Excerpts from a point labeling dataset
++++++++++
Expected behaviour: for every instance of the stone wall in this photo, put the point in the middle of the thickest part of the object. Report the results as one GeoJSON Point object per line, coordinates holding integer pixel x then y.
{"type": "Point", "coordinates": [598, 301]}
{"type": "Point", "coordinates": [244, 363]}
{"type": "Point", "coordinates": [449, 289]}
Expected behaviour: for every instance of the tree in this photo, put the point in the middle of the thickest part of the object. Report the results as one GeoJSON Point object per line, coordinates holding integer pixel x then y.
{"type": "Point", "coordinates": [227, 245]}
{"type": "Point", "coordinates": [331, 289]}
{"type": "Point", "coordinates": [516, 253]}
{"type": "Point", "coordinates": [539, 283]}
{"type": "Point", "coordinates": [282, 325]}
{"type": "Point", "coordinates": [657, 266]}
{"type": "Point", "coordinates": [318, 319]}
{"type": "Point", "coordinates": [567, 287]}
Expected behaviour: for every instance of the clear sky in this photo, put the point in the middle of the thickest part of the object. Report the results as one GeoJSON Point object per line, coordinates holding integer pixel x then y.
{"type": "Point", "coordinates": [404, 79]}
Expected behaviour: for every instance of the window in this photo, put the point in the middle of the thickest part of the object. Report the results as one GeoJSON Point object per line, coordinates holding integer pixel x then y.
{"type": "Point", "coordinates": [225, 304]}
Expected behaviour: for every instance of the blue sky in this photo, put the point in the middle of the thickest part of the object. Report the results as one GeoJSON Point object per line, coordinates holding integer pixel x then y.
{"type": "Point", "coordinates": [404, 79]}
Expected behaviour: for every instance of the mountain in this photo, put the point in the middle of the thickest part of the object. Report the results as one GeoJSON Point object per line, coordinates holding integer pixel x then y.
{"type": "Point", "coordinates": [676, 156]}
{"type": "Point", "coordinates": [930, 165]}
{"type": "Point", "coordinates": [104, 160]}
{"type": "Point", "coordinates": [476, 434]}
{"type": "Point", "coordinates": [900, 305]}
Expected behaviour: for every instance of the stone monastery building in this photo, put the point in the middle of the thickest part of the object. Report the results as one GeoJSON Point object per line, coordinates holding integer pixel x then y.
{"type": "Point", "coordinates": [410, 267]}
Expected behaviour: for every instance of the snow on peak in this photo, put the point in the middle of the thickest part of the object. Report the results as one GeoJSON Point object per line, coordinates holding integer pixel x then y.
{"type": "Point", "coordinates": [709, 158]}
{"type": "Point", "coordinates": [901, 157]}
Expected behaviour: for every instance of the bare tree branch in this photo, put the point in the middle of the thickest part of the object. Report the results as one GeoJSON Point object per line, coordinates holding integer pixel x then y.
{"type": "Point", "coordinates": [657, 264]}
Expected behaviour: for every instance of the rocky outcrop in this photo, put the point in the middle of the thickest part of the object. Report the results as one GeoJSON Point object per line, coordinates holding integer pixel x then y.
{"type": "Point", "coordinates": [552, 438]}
++++++++++
* _Prompt_
Copy out the entries above, replacing "thickest part" with "widest part" wherever it occurs and leaving every other character untouched.

* _Output of the task_
Expected behaviour: for every instance of the stone wall in this photo, put the point in the middle of the widest part of the object. Report the results as one GeoJSON Point object per line, coordinates holding integer pixel x then y.
{"type": "Point", "coordinates": [598, 301]}
{"type": "Point", "coordinates": [244, 363]}
{"type": "Point", "coordinates": [449, 289]}
Expected behaviour: for every instance of the tree in this photo, put the point in the middle of the widest part of the object. Report the results as one GeoJSON Point object per line, coordinates holding integer pixel x then y.
{"type": "Point", "coordinates": [227, 245]}
{"type": "Point", "coordinates": [331, 289]}
{"type": "Point", "coordinates": [516, 253]}
{"type": "Point", "coordinates": [539, 283]}
{"type": "Point", "coordinates": [282, 325]}
{"type": "Point", "coordinates": [657, 266]}
{"type": "Point", "coordinates": [318, 319]}
{"type": "Point", "coordinates": [567, 287]}
Expected behaviour: for every instance of the clear sky in this photo, put the point in the middle of the widest part of the object. Report the results as one GeoJSON Point object per line, coordinates holding integer pixel x then y.
{"type": "Point", "coordinates": [404, 79]}
Expected behaviour: for every instance of the window in this photo, put the point in the middle of the widest part of the object. Report the results as one GeoJSON Point object per line, coordinates holding integer pixel x then y.
{"type": "Point", "coordinates": [225, 304]}
Expected behaviour: for every instance of the blue sky in this photo, put the point in the middle of the widest part of the object. Report the results as one GeoJSON Point object per line, coordinates holding integer pixel x then y.
{"type": "Point", "coordinates": [404, 79]}
Expected behaviour: for every instance of the mountain in this photo, put the point in the middle of the widest part of the object. Report the results as one GeoJSON Point object per line, coordinates holding integer pixel x then y.
{"type": "Point", "coordinates": [676, 156]}
{"type": "Point", "coordinates": [930, 165]}
{"type": "Point", "coordinates": [104, 160]}
{"type": "Point", "coordinates": [476, 434]}
{"type": "Point", "coordinates": [900, 305]}
Expected behaviour: for every instance of the stone monastery building in this photo, put the point in the middle of the widest part of the object. Report the results as one GeoJSON Point object per line, coordinates holding integer pixel x then y.
{"type": "Point", "coordinates": [410, 267]}
Expected behaviour: for every instance of the snow on peak in this photo, put the point in the middle of the widest part of the object. Report the results as one GeoJSON Point object per line, coordinates holding integer pixel x then y.
{"type": "Point", "coordinates": [709, 158]}
{"type": "Point", "coordinates": [901, 157]}
Expected behaviour: for every instance of the bare tree branch in this photo, put the point in the middle of the widest part of the object. Report the results as one GeoJSON Point object per line, coordinates holding integer pixel x then y.
{"type": "Point", "coordinates": [657, 264]}
Expected behaviour: for every instance of the rocky outcrop in this photo, put the point in the middle of the widest part of the object. Report the results as one GeoJSON Point object per line, coordinates holding integer pixel x then y.
{"type": "Point", "coordinates": [552, 438]}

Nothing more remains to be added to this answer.